**Lines of data:**
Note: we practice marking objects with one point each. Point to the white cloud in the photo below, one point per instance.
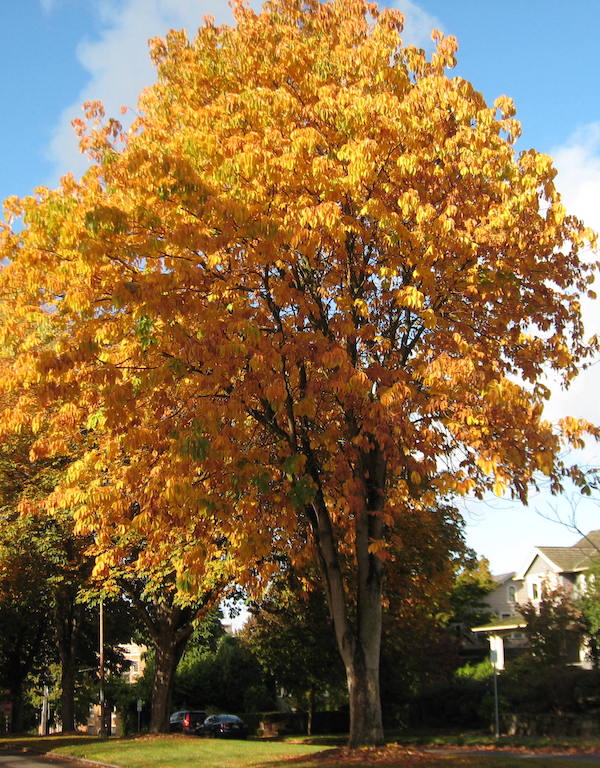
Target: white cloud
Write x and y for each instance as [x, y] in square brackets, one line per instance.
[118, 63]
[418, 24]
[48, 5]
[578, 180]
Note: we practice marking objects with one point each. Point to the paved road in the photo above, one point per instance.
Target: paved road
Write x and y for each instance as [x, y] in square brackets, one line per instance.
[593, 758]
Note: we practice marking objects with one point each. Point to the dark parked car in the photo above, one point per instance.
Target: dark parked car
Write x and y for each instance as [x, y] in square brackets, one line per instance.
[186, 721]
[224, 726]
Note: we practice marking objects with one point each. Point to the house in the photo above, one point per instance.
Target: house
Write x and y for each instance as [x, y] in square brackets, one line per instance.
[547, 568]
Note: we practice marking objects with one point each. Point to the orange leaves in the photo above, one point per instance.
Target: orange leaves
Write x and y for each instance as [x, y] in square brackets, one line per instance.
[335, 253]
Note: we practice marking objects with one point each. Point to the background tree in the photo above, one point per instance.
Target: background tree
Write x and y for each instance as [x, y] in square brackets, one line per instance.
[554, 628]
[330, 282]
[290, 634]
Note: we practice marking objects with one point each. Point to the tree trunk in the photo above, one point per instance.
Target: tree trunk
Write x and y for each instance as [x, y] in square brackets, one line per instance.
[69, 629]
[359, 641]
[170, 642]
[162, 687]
---
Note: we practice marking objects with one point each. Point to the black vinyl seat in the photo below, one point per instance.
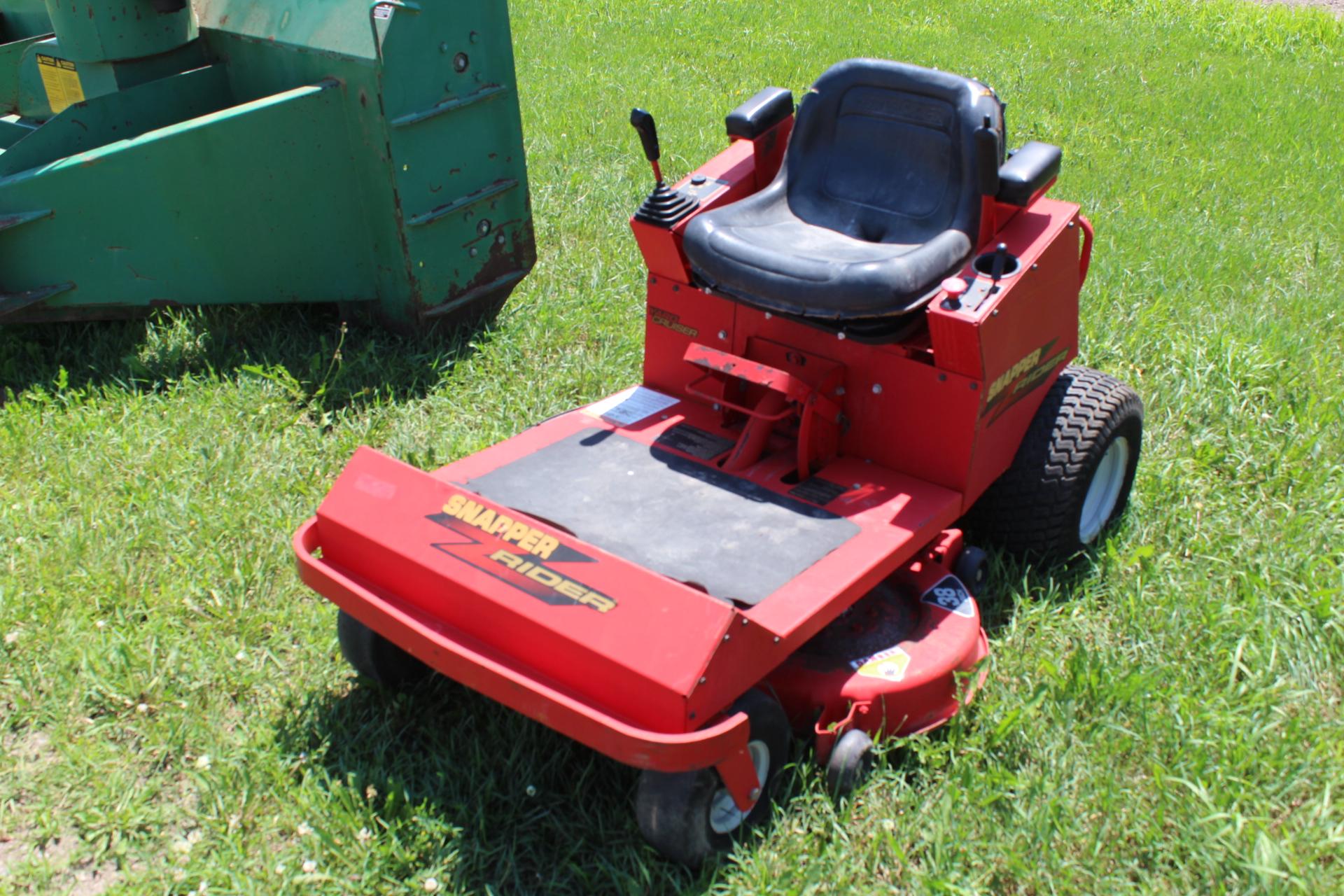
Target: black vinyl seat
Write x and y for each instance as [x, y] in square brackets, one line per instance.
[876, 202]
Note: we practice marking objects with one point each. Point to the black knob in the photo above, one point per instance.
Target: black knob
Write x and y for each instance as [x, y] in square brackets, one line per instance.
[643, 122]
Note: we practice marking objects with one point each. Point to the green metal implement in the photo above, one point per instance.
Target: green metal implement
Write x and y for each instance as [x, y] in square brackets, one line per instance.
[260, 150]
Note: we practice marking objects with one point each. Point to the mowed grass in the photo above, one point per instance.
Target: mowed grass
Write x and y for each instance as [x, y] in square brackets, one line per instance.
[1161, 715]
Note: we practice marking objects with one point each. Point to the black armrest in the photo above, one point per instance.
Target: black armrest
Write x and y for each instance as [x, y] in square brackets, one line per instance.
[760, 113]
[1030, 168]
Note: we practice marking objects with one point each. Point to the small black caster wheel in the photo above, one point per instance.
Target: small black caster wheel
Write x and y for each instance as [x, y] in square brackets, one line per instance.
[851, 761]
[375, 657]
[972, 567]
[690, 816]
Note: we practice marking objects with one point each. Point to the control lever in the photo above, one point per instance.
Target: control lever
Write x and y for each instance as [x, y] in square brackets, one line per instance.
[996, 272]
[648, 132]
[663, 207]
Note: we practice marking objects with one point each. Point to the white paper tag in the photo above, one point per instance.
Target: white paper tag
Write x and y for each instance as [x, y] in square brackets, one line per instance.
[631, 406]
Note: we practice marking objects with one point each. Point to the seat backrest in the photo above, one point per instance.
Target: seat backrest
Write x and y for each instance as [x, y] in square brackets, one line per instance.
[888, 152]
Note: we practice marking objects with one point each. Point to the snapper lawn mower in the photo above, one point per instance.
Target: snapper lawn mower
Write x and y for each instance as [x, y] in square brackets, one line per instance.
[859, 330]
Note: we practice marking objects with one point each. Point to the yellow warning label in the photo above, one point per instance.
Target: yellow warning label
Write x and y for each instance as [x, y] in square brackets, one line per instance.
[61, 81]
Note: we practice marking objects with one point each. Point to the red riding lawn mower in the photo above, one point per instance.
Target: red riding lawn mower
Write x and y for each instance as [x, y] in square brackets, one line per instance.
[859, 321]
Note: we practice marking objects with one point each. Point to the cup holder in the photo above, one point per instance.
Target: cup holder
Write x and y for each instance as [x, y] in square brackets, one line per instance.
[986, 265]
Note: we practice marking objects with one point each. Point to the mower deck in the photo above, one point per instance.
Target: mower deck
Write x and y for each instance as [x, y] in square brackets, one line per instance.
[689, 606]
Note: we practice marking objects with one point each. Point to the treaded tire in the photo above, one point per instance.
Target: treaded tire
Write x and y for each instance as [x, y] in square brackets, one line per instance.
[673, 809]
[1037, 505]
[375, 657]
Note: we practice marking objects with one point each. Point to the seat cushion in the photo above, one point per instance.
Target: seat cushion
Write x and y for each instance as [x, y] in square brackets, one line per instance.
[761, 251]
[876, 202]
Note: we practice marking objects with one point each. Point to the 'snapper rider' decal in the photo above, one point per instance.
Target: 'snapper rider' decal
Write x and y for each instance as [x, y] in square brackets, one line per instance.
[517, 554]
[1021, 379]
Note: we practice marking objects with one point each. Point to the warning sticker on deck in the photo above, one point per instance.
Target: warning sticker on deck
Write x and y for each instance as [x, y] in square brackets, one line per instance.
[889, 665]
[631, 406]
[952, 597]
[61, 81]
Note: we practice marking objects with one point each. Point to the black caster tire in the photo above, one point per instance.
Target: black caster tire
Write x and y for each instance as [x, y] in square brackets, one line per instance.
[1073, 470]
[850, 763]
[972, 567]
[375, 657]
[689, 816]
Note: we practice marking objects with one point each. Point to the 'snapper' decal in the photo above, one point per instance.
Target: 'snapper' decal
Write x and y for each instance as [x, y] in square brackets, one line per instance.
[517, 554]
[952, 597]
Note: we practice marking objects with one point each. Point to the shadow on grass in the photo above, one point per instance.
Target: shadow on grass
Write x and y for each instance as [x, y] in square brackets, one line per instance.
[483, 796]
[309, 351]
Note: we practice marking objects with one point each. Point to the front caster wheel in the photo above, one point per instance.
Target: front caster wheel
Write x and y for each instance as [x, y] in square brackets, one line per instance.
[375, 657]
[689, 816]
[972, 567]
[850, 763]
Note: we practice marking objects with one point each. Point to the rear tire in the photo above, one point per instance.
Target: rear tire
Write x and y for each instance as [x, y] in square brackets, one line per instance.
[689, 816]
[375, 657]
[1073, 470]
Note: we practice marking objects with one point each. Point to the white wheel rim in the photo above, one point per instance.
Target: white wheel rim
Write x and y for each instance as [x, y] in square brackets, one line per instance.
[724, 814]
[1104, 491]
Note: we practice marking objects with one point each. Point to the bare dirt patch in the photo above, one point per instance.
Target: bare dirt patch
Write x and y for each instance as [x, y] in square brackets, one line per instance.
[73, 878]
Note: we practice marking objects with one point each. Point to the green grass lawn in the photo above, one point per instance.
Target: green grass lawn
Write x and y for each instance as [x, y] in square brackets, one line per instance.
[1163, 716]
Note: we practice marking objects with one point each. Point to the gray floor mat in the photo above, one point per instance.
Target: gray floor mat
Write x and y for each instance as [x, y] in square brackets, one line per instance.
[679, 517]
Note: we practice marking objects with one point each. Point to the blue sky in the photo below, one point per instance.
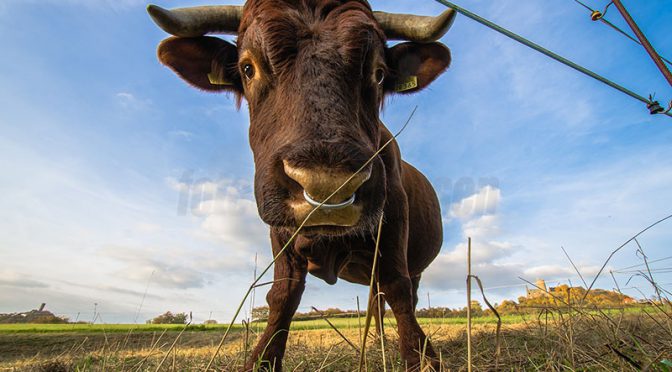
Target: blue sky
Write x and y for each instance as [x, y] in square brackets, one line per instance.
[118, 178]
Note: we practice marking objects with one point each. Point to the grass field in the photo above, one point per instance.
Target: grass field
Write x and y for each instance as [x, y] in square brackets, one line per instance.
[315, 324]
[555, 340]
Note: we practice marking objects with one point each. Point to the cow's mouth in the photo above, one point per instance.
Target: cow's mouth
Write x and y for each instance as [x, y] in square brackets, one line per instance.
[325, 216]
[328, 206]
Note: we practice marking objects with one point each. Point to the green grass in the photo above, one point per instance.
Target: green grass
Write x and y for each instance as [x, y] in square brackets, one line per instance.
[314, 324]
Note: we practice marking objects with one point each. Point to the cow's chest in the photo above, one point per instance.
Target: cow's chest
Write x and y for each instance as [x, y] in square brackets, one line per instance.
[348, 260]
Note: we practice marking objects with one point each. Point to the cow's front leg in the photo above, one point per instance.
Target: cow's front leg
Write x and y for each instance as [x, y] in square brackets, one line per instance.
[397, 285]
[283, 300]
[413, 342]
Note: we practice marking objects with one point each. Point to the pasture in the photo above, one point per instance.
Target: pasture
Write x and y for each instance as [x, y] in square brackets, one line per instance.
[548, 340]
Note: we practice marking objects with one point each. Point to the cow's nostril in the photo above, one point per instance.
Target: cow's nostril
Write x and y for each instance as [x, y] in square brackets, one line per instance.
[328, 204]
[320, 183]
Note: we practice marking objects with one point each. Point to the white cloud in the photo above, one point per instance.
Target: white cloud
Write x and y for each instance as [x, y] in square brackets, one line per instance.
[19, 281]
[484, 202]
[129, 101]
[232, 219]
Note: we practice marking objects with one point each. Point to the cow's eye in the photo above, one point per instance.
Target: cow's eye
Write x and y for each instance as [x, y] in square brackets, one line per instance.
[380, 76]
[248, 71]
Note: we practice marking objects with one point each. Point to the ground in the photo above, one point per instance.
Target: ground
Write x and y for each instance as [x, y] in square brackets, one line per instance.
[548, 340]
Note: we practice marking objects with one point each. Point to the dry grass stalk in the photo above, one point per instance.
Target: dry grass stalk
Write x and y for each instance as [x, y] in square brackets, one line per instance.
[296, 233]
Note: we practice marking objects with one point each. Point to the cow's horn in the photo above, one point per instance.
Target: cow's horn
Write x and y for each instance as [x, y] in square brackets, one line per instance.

**What you have to do:**
Filter the entries above, keeping only the lines that contain the string "floor", with case counting. Copy each matching line unchanged.

**Task output:**
Note: we practice marking objects with one point each. Point to the gray floor mat in the photo above, one point per instance.
Target: gray floor mat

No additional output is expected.